[Task description] Extract every line of the data below that contains the string "seated". The match is case-sensitive.

[Task data]
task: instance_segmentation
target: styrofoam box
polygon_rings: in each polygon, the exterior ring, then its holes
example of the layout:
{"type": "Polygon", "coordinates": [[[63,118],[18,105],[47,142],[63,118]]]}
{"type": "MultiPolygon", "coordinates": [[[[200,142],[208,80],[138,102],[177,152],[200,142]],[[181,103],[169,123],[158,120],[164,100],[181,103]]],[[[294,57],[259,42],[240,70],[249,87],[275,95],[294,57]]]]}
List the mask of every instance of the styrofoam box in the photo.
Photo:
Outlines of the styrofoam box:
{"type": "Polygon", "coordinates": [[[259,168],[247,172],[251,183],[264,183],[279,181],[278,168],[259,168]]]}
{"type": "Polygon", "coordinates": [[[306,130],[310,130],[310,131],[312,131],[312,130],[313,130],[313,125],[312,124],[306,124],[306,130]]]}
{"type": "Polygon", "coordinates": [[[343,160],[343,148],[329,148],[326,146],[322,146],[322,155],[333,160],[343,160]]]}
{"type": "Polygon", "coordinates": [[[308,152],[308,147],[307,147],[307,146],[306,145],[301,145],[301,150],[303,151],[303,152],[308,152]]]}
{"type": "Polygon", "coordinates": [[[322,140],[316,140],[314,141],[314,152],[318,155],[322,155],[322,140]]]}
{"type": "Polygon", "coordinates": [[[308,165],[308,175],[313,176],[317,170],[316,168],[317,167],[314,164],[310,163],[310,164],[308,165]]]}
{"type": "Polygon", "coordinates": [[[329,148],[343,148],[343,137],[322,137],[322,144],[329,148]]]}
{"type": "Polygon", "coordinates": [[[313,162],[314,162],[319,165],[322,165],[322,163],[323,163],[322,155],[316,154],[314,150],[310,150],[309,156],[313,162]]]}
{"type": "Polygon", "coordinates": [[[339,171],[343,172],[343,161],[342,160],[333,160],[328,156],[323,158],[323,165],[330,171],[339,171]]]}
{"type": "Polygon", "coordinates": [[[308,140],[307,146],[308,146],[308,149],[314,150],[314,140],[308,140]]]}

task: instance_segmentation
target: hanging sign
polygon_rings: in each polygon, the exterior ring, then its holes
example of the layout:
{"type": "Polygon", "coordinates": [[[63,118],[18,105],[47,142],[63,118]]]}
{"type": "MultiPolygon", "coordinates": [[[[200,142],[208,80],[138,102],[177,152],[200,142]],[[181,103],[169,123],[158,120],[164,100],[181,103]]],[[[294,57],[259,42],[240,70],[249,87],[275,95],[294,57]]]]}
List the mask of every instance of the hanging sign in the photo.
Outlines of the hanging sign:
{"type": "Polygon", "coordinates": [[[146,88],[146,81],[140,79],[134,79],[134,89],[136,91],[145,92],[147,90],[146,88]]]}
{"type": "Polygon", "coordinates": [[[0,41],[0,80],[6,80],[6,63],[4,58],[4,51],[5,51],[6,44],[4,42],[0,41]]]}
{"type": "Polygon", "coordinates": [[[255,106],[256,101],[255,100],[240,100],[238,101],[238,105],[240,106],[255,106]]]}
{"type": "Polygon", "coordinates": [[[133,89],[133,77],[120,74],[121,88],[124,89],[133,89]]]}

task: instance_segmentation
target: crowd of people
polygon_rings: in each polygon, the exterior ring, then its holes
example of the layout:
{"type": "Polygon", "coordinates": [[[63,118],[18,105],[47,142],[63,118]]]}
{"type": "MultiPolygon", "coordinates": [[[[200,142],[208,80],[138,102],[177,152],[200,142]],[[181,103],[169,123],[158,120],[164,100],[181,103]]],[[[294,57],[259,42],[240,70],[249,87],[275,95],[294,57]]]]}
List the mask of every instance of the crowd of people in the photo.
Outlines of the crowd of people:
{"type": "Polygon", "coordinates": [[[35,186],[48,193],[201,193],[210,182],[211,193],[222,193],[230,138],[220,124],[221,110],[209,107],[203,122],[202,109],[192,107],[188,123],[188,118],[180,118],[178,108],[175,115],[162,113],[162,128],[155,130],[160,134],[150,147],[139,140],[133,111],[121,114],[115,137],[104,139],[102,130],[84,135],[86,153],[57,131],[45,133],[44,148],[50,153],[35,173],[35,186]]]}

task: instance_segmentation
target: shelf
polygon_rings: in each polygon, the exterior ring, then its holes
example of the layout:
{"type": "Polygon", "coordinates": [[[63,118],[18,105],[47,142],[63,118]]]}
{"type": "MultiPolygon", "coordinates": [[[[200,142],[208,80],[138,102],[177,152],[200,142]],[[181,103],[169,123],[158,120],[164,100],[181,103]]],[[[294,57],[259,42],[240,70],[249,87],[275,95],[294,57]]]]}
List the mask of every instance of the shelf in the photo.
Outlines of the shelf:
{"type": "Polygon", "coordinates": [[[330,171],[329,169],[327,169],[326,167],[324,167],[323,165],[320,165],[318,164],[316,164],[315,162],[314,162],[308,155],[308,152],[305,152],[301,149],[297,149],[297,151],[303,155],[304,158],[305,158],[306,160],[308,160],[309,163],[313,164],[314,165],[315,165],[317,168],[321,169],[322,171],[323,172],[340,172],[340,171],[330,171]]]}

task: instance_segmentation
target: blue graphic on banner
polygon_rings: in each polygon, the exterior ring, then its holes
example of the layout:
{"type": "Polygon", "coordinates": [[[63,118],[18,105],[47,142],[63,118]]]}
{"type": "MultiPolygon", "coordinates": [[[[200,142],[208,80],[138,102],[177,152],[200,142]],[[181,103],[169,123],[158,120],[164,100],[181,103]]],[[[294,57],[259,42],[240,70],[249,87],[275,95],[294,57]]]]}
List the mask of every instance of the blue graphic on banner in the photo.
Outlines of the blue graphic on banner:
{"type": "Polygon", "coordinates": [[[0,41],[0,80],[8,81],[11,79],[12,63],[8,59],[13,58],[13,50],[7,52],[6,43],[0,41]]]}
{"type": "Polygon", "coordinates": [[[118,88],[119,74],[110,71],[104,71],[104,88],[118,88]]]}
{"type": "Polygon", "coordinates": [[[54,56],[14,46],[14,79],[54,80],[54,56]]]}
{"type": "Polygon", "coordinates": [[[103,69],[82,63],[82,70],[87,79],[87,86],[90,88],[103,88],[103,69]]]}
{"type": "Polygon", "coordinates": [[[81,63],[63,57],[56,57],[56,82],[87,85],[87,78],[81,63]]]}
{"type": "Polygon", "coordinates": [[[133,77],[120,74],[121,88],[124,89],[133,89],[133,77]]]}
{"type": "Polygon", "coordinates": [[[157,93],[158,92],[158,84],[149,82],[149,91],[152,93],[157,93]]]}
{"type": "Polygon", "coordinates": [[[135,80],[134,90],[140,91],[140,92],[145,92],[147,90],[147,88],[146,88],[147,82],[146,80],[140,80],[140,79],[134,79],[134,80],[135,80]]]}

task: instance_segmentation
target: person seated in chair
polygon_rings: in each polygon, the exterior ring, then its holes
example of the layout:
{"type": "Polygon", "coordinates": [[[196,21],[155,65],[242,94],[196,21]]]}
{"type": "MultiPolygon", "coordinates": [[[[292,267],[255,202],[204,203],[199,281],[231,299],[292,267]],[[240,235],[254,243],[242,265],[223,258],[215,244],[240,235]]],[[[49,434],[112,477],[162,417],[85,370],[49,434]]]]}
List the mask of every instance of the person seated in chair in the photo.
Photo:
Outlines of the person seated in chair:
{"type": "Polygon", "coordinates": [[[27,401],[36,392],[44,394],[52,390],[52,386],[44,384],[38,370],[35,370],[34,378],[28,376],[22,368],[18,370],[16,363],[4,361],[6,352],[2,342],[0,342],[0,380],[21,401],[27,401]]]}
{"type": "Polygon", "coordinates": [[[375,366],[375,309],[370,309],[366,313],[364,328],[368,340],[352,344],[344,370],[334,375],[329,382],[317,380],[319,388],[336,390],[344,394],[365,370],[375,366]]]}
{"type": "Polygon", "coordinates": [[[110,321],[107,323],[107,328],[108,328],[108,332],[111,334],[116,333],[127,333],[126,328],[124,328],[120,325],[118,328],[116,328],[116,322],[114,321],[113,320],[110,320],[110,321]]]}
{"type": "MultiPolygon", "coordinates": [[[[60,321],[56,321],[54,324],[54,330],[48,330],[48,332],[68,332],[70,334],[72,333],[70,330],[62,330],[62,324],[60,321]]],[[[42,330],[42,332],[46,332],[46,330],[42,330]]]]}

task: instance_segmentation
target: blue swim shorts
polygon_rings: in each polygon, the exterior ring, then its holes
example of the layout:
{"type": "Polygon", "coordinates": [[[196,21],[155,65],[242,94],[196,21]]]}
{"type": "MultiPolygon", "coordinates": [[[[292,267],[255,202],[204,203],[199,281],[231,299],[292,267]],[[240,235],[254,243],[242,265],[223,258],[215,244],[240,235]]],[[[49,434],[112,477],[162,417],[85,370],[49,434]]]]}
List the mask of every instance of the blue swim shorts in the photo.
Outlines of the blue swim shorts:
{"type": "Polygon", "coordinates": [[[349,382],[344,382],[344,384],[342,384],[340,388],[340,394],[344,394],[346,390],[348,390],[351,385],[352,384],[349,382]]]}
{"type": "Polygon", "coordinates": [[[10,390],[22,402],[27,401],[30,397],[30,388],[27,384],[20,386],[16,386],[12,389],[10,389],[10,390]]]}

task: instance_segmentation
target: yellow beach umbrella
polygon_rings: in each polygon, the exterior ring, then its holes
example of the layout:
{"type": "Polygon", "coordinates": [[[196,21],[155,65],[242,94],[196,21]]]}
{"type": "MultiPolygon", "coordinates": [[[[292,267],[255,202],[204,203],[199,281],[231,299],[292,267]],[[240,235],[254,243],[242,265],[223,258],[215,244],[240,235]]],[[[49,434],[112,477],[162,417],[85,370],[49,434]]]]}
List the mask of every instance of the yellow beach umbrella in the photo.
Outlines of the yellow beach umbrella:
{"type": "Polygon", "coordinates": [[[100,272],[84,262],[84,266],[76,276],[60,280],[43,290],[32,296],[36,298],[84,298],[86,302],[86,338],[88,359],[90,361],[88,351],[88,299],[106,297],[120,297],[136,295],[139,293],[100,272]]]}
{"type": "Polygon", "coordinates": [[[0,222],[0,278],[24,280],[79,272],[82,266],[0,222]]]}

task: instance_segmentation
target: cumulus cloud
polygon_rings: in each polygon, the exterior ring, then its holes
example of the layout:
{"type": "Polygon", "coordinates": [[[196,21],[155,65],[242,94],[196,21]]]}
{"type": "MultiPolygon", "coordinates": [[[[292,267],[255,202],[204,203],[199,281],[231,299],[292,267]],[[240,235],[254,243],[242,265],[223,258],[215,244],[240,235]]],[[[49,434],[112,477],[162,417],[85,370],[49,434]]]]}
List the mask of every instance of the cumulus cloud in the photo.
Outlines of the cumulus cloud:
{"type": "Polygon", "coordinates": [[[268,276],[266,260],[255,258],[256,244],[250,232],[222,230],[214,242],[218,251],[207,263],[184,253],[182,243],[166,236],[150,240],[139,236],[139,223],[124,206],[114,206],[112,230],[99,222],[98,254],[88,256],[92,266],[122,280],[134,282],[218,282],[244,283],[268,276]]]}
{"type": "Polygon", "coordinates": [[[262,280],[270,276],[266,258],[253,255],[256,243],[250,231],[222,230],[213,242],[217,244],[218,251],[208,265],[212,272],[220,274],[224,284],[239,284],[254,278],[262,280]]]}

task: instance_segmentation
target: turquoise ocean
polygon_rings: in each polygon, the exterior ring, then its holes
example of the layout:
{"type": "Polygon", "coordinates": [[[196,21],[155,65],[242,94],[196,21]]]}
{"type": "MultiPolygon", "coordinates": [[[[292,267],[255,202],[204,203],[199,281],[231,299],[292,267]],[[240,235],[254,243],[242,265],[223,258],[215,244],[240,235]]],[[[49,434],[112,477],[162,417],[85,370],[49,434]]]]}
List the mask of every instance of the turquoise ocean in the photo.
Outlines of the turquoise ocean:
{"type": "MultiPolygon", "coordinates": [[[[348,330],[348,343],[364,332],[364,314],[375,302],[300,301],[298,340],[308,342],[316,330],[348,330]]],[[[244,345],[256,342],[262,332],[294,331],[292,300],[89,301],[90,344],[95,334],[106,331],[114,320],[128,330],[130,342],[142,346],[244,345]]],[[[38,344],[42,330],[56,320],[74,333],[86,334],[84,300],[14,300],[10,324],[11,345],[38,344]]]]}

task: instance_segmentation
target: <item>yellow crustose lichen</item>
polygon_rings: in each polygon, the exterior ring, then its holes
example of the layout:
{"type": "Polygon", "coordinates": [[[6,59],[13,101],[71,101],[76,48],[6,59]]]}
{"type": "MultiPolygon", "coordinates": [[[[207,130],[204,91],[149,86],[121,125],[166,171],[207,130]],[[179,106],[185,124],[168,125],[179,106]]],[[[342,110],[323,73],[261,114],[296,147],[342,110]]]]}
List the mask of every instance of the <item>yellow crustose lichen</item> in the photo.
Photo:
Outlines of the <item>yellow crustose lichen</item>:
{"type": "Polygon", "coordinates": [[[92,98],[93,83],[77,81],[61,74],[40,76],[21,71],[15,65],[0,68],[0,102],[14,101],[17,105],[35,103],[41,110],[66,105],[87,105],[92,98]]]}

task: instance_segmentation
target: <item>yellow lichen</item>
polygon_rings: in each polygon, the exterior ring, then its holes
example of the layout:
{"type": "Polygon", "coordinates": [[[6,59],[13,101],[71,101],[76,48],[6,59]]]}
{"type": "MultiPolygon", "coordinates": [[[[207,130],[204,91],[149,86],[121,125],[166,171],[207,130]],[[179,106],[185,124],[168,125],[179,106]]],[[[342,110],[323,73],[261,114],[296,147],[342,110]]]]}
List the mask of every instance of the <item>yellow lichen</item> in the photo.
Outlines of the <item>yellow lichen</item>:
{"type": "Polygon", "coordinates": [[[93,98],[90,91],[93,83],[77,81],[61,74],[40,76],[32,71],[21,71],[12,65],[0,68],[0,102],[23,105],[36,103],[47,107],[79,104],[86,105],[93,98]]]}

[Final result]
target: person seated in chair
List the mask of every instance of the person seated in chair in the photo.
Outlines of the person seated in chair:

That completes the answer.